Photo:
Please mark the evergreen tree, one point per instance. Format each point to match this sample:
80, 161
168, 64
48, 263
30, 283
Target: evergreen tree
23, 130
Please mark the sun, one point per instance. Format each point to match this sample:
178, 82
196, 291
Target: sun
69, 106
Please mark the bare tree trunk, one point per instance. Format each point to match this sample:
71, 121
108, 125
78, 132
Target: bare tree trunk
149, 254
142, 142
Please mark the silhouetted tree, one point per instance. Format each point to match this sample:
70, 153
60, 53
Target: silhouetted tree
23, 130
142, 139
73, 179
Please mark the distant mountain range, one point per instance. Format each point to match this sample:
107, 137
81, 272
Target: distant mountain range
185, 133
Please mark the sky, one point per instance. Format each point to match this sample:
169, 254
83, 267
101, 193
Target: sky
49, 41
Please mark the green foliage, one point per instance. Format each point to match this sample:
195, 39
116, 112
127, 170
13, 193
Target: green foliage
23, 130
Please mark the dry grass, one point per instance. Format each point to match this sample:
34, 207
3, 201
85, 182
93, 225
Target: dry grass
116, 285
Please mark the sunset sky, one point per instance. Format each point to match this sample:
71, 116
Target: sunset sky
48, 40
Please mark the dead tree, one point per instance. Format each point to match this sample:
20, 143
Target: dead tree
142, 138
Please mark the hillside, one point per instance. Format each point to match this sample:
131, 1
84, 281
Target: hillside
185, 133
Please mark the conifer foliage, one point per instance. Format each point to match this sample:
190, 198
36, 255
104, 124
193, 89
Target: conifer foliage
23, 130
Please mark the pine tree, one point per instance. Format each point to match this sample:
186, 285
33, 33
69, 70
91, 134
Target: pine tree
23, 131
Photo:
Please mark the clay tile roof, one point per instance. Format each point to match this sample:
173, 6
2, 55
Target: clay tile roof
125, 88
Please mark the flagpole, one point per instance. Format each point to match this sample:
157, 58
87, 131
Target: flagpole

• • • • • • •

- Requirements: Format every line of the items above as a Markdown table with two columns, Row and Line. Number the rows in order and leave out any blank lines.

- Exercise output:
| Row | Line |
|---|---|
| 1 | Photo: |
| 2 | Please mark the evergreen tree, one point per instance. Format each point to match this sample: |
| 3 | 80, 161 |
| 4 | 168, 64 |
| 5 | 48, 263 |
| 6 | 30, 283 |
| 7 | Target: evergreen tree |
| 8 | 23, 130 |
| 9 | Please mark the sun, one point per instance. Format each point to match this sample: |
| 10 | 178, 82 |
| 11 | 196, 291 |
| 12 | Target: sun |
| 13 | 69, 106 |
| 14 | Please mark the bare tree trunk, one point per instance. Format each point to match this sample: |
| 15 | 71, 121 |
| 16 | 108, 125 |
| 17 | 78, 132 |
| 18 | Target: bare tree trunk |
| 19 | 149, 254 |
| 20 | 142, 142 |
| 21 | Please mark the silhouetted tree, one point per instance. Format each point to match this sample: |
| 22 | 70, 153 |
| 23 | 60, 53 |
| 24 | Target: silhouetted tree |
| 25 | 23, 130 |
| 26 | 142, 139 |
| 27 | 73, 179 |
| 28 | Please mark the distant mountain range, one point per instance. Format each point to match this sample: |
| 29 | 107, 137 |
| 30 | 81, 272 |
| 31 | Target: distant mountain range |
| 32 | 185, 133 |
| 33 | Please mark the sky, one point per instance. Format each point to match this sample: |
| 34 | 169, 254 |
| 35 | 83, 267 |
| 36 | 101, 193 |
| 37 | Target: sky |
| 38 | 49, 41 |
| 39 | Please mark the green foliage, one point per instance. Format each point to match this sample: |
| 40 | 195, 39 |
| 41 | 116, 112 |
| 42 | 127, 170 |
| 43 | 13, 193 |
| 44 | Target: green foliage |
| 45 | 23, 130 |
| 46 | Please mark the dry grass, one point per instance. Format each point to match this sample: |
| 47 | 34, 207 |
| 48 | 3, 201 |
| 49 | 85, 182 |
| 50 | 93, 225 |
| 51 | Target: dry grass |
| 52 | 116, 285 |
| 53 | Please mark the sunset sky, one point per instance. Format each point to match this sample: |
| 54 | 71, 116 |
| 55 | Target: sunset sky |
| 56 | 48, 40 |
| 57 | Please mark the dead tree, one point per instance. Format each point to match this sample: |
| 58 | 20, 143 |
| 59 | Target: dead tree |
| 60 | 142, 138 |
| 61 | Please mark the hillside, one point per instance. Format each point to match this sample: |
| 62 | 131, 1 |
| 63 | 84, 281 |
| 64 | Target: hillside |
| 65 | 185, 133 |
| 66 | Please mark the conifer foliage, one point per instance. Format each point to match this sample: |
| 67 | 190, 198 |
| 68 | 36, 255 |
| 69 | 104, 124 |
| 70 | 193, 89 |
| 71 | Target: conifer foliage |
| 72 | 23, 130 |
| 73 | Please mark the pine tree, one point per instance. Format each point to match this sample: |
| 74 | 186, 285 |
| 75 | 33, 33 |
| 76 | 69, 70 |
| 77 | 91, 134 |
| 78 | Target: pine tree |
| 79 | 23, 131 |
| 80 | Photo: |
| 81 | Please mark the clay tile roof, one point per instance. Format each point to match this sample: |
| 82 | 173, 6 |
| 83 | 2, 55 |
| 84 | Target: clay tile roof |
| 85 | 125, 88 |
| 86 | Please mark the flagpole, one point per instance. Format each point to match this sample: |
| 87 | 157, 58 |
| 88 | 87, 131 |
| 89 | Target: flagpole |